Stored data
- - - - - - -

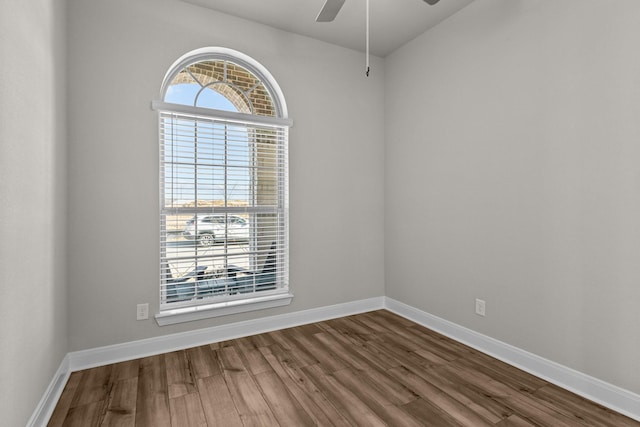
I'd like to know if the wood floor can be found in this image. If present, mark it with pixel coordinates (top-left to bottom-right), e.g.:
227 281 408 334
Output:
49 310 640 427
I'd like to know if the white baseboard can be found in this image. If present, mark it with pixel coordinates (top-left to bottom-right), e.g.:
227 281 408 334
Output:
385 297 640 421
27 297 384 427
27 354 71 427
27 297 640 427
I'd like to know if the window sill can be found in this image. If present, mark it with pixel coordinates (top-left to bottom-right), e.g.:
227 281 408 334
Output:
155 293 293 326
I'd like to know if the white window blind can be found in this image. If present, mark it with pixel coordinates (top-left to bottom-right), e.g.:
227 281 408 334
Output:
160 105 288 311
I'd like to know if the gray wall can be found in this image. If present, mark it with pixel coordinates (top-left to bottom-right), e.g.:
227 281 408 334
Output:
385 0 640 393
69 0 384 351
0 0 68 426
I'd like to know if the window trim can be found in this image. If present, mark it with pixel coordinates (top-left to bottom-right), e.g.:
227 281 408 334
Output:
151 48 293 326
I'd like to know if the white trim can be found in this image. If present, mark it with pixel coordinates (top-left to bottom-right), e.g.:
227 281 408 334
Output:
26 354 71 427
27 297 640 427
69 297 384 371
160 46 289 118
155 293 293 326
151 101 293 127
384 297 640 421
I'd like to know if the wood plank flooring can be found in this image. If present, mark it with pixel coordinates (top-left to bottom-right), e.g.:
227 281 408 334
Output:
49 310 640 427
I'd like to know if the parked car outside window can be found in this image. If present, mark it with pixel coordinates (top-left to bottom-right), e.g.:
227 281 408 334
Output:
182 214 249 246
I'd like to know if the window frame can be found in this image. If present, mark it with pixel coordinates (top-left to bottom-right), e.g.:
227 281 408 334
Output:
152 48 293 326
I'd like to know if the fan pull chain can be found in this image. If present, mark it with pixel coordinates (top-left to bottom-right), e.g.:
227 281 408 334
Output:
365 0 369 77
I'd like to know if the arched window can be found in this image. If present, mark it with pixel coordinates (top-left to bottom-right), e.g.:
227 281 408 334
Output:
153 48 291 324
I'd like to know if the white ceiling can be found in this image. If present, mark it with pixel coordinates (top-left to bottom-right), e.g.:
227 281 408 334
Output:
182 0 473 57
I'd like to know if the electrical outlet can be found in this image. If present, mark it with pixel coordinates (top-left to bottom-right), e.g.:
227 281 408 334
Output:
136 303 149 320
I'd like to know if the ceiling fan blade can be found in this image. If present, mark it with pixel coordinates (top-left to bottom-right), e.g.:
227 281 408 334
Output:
316 0 344 22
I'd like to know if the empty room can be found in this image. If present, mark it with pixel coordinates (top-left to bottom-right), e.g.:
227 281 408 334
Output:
0 0 640 426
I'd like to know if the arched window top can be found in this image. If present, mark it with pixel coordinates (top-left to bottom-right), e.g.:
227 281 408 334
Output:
161 47 287 118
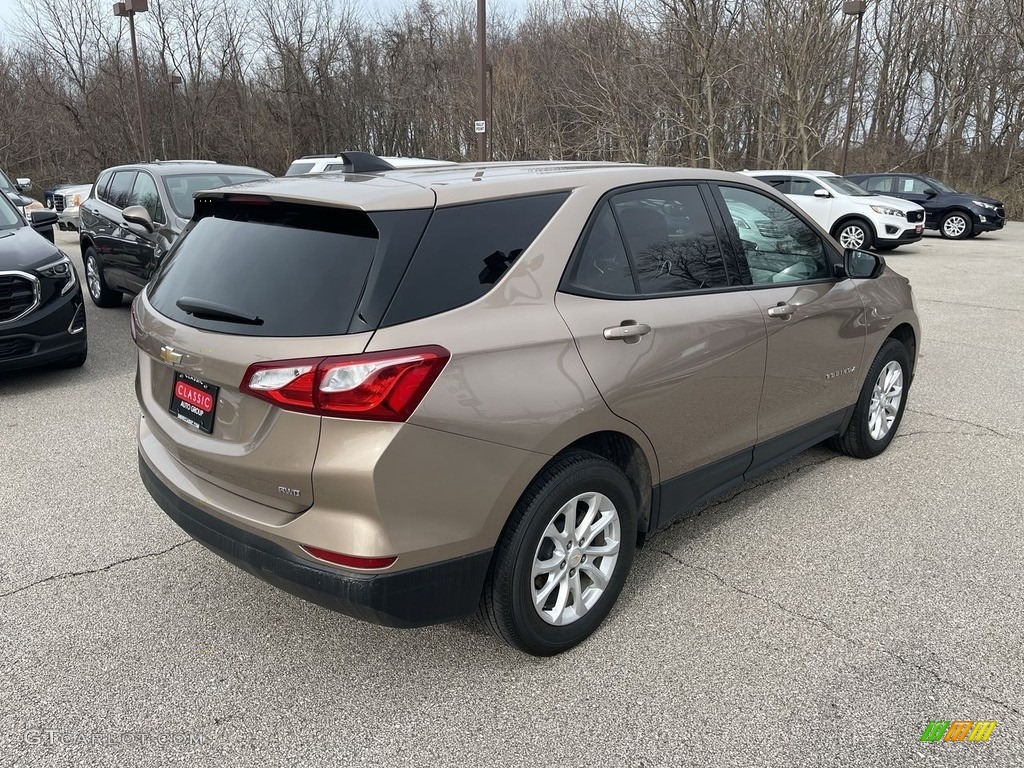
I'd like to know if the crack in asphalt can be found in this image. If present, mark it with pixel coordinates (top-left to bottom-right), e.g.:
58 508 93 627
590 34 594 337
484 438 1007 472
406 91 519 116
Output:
0 539 194 599
906 408 1019 440
654 549 1024 717
918 299 1024 312
647 454 844 542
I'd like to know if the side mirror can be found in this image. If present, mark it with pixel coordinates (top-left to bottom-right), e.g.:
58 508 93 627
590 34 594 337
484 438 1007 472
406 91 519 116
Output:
29 211 57 228
843 248 886 280
121 206 157 234
29 211 57 243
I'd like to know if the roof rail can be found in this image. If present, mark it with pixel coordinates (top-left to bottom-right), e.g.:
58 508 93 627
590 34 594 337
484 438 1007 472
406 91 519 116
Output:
301 151 394 173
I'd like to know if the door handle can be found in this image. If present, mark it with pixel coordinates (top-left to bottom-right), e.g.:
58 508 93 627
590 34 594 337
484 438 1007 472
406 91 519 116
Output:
768 301 797 317
604 321 650 344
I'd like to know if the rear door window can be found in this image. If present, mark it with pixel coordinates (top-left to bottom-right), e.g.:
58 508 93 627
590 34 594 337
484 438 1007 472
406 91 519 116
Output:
103 171 138 208
611 184 729 295
382 193 568 327
858 176 893 195
128 172 167 223
147 205 379 336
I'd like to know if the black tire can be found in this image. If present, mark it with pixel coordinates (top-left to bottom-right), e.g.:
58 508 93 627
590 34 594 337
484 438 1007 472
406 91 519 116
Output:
829 339 910 459
480 451 637 656
939 211 974 240
833 219 874 251
83 246 124 307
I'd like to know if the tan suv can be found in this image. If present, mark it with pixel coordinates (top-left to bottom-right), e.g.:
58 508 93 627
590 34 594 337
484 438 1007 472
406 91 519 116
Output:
132 163 921 655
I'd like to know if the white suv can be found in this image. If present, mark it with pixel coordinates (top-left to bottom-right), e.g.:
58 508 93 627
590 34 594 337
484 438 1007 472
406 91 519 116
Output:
285 152 456 176
742 171 925 251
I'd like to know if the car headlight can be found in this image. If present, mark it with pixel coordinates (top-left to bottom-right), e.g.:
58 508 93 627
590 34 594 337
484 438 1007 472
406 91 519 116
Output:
36 256 78 296
871 206 906 219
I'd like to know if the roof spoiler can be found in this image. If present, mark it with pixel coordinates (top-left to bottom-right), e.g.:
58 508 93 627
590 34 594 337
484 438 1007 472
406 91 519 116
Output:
301 152 394 173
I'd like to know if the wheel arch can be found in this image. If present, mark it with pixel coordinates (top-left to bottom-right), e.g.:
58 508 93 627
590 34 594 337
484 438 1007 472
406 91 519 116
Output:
828 213 879 239
886 323 918 382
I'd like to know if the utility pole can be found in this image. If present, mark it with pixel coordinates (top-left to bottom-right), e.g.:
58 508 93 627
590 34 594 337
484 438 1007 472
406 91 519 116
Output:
114 0 151 160
839 0 867 176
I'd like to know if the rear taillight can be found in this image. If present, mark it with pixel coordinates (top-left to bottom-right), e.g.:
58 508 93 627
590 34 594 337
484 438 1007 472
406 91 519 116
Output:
302 545 398 568
241 346 452 421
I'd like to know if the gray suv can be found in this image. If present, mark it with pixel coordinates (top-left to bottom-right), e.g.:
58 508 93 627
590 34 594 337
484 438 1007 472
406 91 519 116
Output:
79 160 270 307
131 163 921 655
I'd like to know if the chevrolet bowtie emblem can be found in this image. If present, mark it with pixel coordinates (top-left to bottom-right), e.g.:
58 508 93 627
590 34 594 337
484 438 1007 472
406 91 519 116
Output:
160 347 181 366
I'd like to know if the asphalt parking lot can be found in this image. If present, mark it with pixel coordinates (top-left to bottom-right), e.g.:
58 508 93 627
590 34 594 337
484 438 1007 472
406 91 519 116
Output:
0 223 1024 768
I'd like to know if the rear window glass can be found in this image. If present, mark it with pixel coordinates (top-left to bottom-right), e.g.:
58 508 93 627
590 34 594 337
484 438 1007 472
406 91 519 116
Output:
164 173 268 219
382 193 568 327
148 205 378 336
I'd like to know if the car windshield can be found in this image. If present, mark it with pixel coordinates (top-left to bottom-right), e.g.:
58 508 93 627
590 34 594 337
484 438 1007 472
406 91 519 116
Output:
164 171 269 219
815 176 874 198
922 176 959 195
0 191 22 230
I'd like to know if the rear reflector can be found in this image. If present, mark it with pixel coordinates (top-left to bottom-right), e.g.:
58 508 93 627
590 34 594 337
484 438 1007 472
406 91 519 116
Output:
240 346 452 422
302 545 398 568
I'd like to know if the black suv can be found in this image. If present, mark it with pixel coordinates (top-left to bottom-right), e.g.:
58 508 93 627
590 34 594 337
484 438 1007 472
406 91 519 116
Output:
80 160 270 307
0 193 88 372
847 173 1007 240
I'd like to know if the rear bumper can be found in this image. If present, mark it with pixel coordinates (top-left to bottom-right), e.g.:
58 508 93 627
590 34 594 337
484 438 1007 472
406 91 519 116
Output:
138 454 492 627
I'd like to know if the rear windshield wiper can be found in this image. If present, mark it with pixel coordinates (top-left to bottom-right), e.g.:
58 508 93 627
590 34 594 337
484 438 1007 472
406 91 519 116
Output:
174 296 263 326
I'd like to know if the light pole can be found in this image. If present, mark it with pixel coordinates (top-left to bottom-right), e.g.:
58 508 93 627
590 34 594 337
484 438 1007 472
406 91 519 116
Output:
167 75 183 160
475 0 490 163
839 0 867 176
114 0 150 160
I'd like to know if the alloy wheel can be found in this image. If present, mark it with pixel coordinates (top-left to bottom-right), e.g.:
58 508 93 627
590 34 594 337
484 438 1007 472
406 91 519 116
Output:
530 493 622 627
867 360 903 440
839 224 866 248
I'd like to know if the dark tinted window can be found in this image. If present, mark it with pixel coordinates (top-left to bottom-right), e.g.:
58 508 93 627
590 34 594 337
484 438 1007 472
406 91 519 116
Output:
163 172 268 219
569 203 637 296
128 171 167 223
103 171 138 208
148 205 378 336
720 186 833 286
896 176 935 195
383 193 568 326
92 171 114 200
611 185 729 294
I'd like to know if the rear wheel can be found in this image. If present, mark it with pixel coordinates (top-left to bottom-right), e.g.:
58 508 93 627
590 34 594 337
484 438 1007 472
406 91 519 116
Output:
833 219 874 250
480 452 637 656
939 211 974 240
85 246 124 307
830 339 910 459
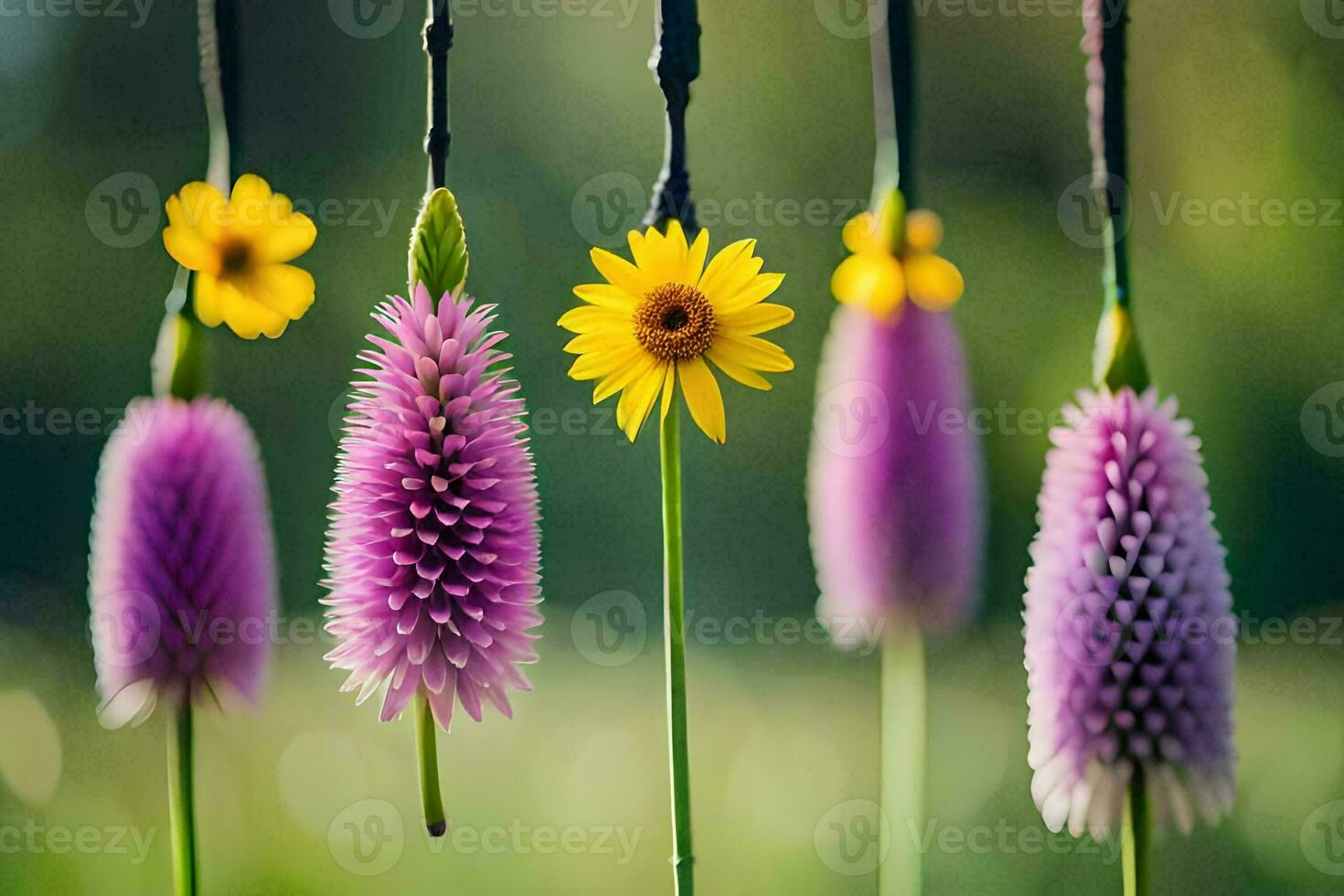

- - - - - - -

What to produce
Render the listing above as a Markdown table with the columns "Row" and "Line", starting at the line containing "I'd like to know if the roof spoiler" and ending at the line containing "160 347 181 366". Leave out blank lines.

The completed task
| Row | Line |
|---|---|
| 1 | I'd like to know if the roof spoiler can be found in this image. If present, mark it with pixel coordinates (top-left to bottom-right), e.g.: |
| 2 | 58 508 93 627 |
| 3 | 590 34 594 337 |
| 4 | 484 438 1007 472 |
| 5 | 406 91 519 116 |
| 6 | Output: |
| 7 | 301 152 394 173 |
| 8 | I'd like to know if the wheel arch can be found in this image. If present, mark it with pixel coordinates (top-left to bottom-right), e.g.: |
| 9 | 58 508 93 627 |
| 10 | 590 34 594 337 |
| 11 | 484 438 1007 472 |
| 12 | 406 91 519 116 |
| 13 | Output: |
| 14 | 828 213 879 239 |
| 15 | 886 323 918 382 |
| 16 | I'd like to know if the utility pole can be found in this image. If present, mark it with pixel coordinates (top-left to bottom-right), e.g.: |
| 17 | 58 508 93 627 |
| 18 | 590 34 594 337 |
| 19 | 484 438 1007 472 |
| 20 | 406 91 519 116 |
| 21 | Output: |
| 22 | 114 0 151 160 |
| 23 | 839 0 867 176 |
| 24 | I'd like to know if the rear taillight can be found in this image. If present, mark it with pixel coordinates (top-left to bottom-right), e.g.: |
| 25 | 58 508 93 627 |
| 26 | 590 34 594 337 |
| 27 | 484 438 1007 472 |
| 28 | 406 91 519 116 |
| 29 | Output: |
| 30 | 302 545 398 568 |
| 31 | 241 346 452 421 |
| 32 | I'd like to know if the gray suv can be found in this image. If present, mark it with pixel coordinates (top-left to bottom-right), e.g.: |
| 33 | 58 508 93 627 |
| 34 | 590 34 594 337 |
| 35 | 484 438 1007 472 |
| 36 | 406 91 519 116 |
| 37 | Output: |
| 38 | 79 160 270 307 |
| 39 | 131 163 921 655 |
| 40 | I'd like to know if the chevrolet bowtie emblem can be found in this image. If present, mark it with pixel coordinates (top-left to bottom-right), e.g.: |
| 41 | 58 508 93 627 |
| 42 | 590 34 594 337 |
| 43 | 484 438 1007 472 |
| 44 | 406 91 519 116 |
| 45 | Output: |
| 46 | 160 347 181 366 |